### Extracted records
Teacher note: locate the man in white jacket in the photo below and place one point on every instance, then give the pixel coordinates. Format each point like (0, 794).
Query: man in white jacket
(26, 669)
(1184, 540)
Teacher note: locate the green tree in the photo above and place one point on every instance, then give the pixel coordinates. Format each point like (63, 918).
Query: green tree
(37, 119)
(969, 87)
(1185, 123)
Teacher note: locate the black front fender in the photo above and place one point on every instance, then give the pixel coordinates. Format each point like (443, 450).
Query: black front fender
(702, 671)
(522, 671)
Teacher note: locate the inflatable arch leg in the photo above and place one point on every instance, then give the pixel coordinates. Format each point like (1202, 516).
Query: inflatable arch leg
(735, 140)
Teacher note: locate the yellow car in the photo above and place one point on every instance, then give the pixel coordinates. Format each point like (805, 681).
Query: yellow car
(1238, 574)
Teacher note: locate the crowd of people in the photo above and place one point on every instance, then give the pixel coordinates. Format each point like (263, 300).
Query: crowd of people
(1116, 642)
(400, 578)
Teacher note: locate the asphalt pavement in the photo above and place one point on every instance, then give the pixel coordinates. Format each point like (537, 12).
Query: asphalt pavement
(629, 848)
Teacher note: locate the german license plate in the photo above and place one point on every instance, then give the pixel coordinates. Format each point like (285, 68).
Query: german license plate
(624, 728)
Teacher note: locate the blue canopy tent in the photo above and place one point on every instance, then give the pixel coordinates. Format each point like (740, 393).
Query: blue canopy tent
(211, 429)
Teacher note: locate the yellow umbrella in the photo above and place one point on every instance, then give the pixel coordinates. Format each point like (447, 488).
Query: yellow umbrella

### WRITTEN TASK
Turn every line of the records above into a numbered list, leaving out any blank lines.

### TASK ANSWER
1. Teacher note: locate the man in white jacket in the photo below and place one point on every instance, then give the pixel coordinates. Format each point like (0, 794).
2. Query: man in white jacket
3. (26, 669)
4. (1184, 540)
5. Teacher note: locate the green tree in the photo above and place one point on every instance, then give the pixel coordinates. Format each point like (63, 918).
6. Query: green tree
7. (37, 119)
8. (969, 87)
9. (1185, 123)
10. Teacher note: locate the black front fender in the photo above and place one point on every instance, then give the pixel coordinates. Format each point like (443, 450).
11. Query: black front fender
12. (702, 671)
13. (522, 671)
14. Teacher note: locate the inflatable arch leg in the photo above and place one point on every instance, then give the pixel coordinates. Format each point like (1202, 516).
15. Query: inflatable arch leg
16. (735, 140)
17. Teacher note: locate the yellow car in the photo above and place one point on every instance, then give the pixel coordinates. Format each point like (805, 681).
18. Query: yellow car
19. (1238, 574)
20. Teacher note: locate the crowd of people in the photo above and place one point on every instance, then give the pixel coordinates. Format each point like (263, 300).
21. Query: crowd of people
22. (1116, 642)
23. (400, 578)
24. Teacher note: locate the asphalt pavement in the photo above and place one point on every instance, then give the pixel coordinates. Format each point like (537, 12).
25. Query: asphalt pavement
26. (629, 848)
27. Teacher note: locate the german license plate in the photo above and place one point on every instance, then give the pixel coordinates. Format each point like (285, 68).
28. Query: german license plate
29. (624, 728)
30. Teacher note: locate the blue canopy tent in the photo above and place one point on every instance, then give the pixel coordinates. Format each point like (740, 393).
31. Query: blue canopy tent
32. (211, 429)
33. Teacher note: locate the yellow umbrella in the photo above and place one point on every instance, then give the pixel coordinates. Format each point like (447, 488).
34. Query: yellow umbrella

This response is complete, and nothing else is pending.